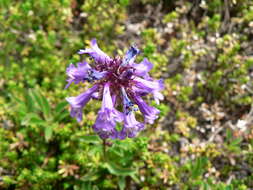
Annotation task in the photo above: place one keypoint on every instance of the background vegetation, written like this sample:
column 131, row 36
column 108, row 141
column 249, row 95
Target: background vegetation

§

*Work item*:
Count every line of the records above in which the string "vegetation" appears. The number alone is to be given.

*Finished exercise*:
2